> [What the exercise asks]
Copy the lines below, swapping "even-odd rule" for "nonzero winding rule" wherever it appears and leaving everything else as it is.

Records
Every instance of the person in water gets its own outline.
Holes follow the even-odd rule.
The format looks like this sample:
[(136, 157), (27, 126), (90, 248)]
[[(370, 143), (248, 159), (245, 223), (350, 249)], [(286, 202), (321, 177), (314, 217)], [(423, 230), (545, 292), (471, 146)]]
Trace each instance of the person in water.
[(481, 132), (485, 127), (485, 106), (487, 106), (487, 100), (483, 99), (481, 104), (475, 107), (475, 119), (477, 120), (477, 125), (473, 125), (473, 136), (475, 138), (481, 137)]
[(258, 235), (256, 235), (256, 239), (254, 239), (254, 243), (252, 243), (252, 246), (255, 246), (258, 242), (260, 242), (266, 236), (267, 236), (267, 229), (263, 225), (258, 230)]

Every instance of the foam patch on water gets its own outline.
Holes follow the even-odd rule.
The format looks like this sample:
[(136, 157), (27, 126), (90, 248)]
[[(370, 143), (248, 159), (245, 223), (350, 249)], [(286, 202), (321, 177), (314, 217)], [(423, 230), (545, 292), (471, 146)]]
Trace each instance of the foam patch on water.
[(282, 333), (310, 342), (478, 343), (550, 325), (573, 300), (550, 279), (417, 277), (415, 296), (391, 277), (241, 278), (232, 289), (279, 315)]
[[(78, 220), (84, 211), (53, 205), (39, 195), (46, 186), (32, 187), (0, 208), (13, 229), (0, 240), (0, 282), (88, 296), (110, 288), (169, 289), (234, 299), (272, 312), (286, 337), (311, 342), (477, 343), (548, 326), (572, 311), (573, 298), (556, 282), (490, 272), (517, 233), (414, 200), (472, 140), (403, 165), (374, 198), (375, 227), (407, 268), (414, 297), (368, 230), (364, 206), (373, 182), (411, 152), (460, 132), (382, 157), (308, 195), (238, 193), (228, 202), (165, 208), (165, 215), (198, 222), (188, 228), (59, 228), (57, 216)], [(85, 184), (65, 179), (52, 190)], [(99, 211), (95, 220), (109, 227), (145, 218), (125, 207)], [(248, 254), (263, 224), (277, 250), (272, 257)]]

> [Output below]
Every instance of the person in water gets its own outline.
Holes follow the nonzero winding rule.
The format looks like this sample:
[(136, 157), (27, 126), (90, 248)]
[[(370, 143), (248, 159), (245, 223), (350, 249)], [(286, 202), (321, 177), (314, 217)], [(423, 230), (545, 292), (471, 146)]]
Trace each instance of the person in water.
[(481, 132), (485, 127), (485, 106), (487, 106), (487, 100), (483, 99), (481, 104), (475, 107), (475, 119), (477, 120), (477, 125), (473, 125), (473, 136), (475, 138), (481, 137)]
[(258, 235), (256, 235), (256, 239), (254, 239), (254, 243), (252, 243), (252, 246), (255, 246), (258, 242), (260, 242), (266, 236), (267, 236), (267, 229), (263, 225), (258, 230)]

Every instance of the foam patch on water gets its own outline.
Holes follow the nonzero winding rule.
The format looks like this sample:
[(136, 157), (27, 126), (90, 248)]
[[(370, 143), (248, 159), (245, 223), (350, 249)], [(286, 202), (321, 177), (314, 217)], [(423, 230), (545, 292), (471, 146)]]
Trace each instance of the foam patch on water.
[(282, 333), (310, 342), (478, 343), (550, 325), (573, 300), (550, 279), (417, 277), (415, 296), (391, 277), (241, 278), (232, 289), (279, 315)]
[[(78, 220), (84, 211), (53, 205), (39, 195), (46, 186), (32, 187), (0, 208), (13, 229), (0, 240), (0, 282), (88, 296), (110, 288), (169, 289), (234, 299), (272, 312), (286, 337), (311, 342), (477, 343), (548, 326), (572, 311), (573, 298), (556, 282), (490, 272), (517, 233), (414, 200), (472, 140), (403, 165), (374, 198), (375, 227), (407, 268), (414, 297), (368, 230), (364, 206), (373, 182), (411, 152), (460, 132), (382, 157), (308, 195), (238, 193), (228, 202), (165, 208), (165, 215), (198, 222), (188, 228), (59, 228), (57, 216)], [(85, 184), (65, 179), (52, 190)], [(99, 211), (95, 220), (109, 227), (145, 218), (125, 207)], [(248, 254), (263, 224), (277, 250), (272, 257)]]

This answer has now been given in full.